» SOURCE:
((

The proposed Liverpool & Manchester Railway was a serious economic threat to the Bridgewater Canal. that was making a fortune by shipping goods between Liverpool and Manchester. In 1825 shares in the company, originally purchased at 70, were selling at 1,250 and paying an annual dividend of 35. The Marquis of Stafford, who became the principal owner of the canal after the death of the Duke of Bridgewater, was making an annual profit of 100,000 from the venture, and unstandably led the fight against the planned railway. Turnpike Trusts, coach companies and farmers also voiced their opposition.

After the House of Commons rejected Stephenson's proposed route, James Sandars recruited a company run by George Rennie to carry out a new survey and were invited by the company to build it. However, they refused to work with George Stephenson, who they did not consider was a real engineer, and they lost the contract.

After several years of debate, Parliament gave permission for the Manchester & Liverpool Railway to be built in 1826. George Stephenson was faced with a large number of serious engineering problems. This included crossing the unstable peat bog of Chat Moss, a nine-arched viaduct across the Sankey Valley and a two-mile long rock cutting at Olive Mount.

The Liverpool & Manchester railway was 31 miles long and consisted of a double line of rails of the fish-bellied type and laid on stone or timber sleepers. Passenger trains started at the Crown Street Station in Liverpool and after passing Moorish Arch at Edge Hill terminated at Water Street in Manchester.

The directors of the Liverpool & Manchester company were unsure whether to use locomotives or stationary engines on their line. To help them reach a decision, it was decided to hold a competition where the winning locomotive would be awarded 500. The idea being that if the locomotive was good enough, it would be the one used on the new railway.

The competition was held at Rainhill during October 1829. Each competing locomotive had to haul a load of three times its own weight at a speed of at least 10 mph. The locomotives had to run twenty times up and down the track at Rainhill which made the distance roughly equivalent to a return trip between Liverpool and Manchester. Afraid that heavy locomotives would break the rails, only machines that weighed less than six tons could compete in the competition. Ten locomotives were originally entered for the Rainhill Trials but only five turned up and two of these were withdrawn because of mechanical problems. Sans Pareil and Novelty did well but it was the Rocket, produced by George and his son, Robert Stephenson, that won the competition.

Entrance to Water Street Station, Manchester

The Liverpool & Manchester railway was opened on 15th September, 1830. The prime minister, the Duke of Wellington, and a large number of important people attended the opening ceremony that included a procession of eight locomotives, including the Northumbrian, the Rocket, the North Star and the Phoenix.

))

» TASKS TO COMPLETE:
**a)** In the account of the Liverpool & Manchester Railway, rewrite the passage starting at "After the House" and ending at "at Olive Mount.", swapping "Parliament" for "the legislature".
**b)** Do these statements agree with the account of the Liverpool & Manchester Railway? Answer yes or no for each, quoting the words that decide it.
(i) The Rainhill competition took place in October 1829.
(ii) All ten locomotives entered for the Rainhill Trials turned up.
(iii) The railway was 31 miles long.
**c)** Using the account of the Liverpool & Manchester Railway, answer these questions:
(i) What weight limit did a machine have to meet to compete at Rainhill?
(ii) At which station in Liverpool did passenger trains start?
(iii) Who was prime minister at the opening?

» COLLECTED DATA:
((

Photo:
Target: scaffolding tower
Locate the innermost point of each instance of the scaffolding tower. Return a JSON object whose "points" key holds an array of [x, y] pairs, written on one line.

))

» RESPONSES IN ORDER:
**a)**
After the House of Commons rejected Stephenson's proposed route, James Sandars recruited a company run by George Rennie to carry out a new survey and were invited by the company to build it. However, they refused to work with George Stephenson, who they did not consider was a real engineer, and they lost the contract.

After several years of debate, the legislature gave permission for the Manchester & Liverpool Railway to be built in 1826. George Stephenson was faced with a large number of serious engineering problems. This included crossing the unstable peat bog of Chat Moss, a nine-arched viaduct across the Sankey Valley and a two-mile long rock cutting at Olive Mount.

**b)**
(i) Yes: "The competition was held at Rainhill during October 1829."
(ii) No: "Ten locomotives were originally entered for the Rainhill Trials but only five turned up"
(iii) Yes: "The Liverpool & Manchester railway was 31 miles long"

**c)**
(i) It had to weigh less than six tons.
(ii) The Crown Street Station.
(iii) The Duke of Wellington.